Could you copy each of the rows below word for word, leaving out the pictures?
─── Input
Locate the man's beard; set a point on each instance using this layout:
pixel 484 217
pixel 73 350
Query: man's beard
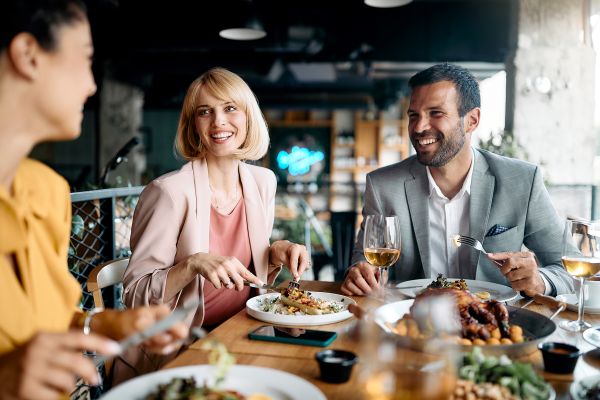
pixel 449 148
──────
*Expected output:*
Locate the man's beard; set a point on each instance using this layout:
pixel 484 217
pixel 73 350
Query: man's beard
pixel 449 148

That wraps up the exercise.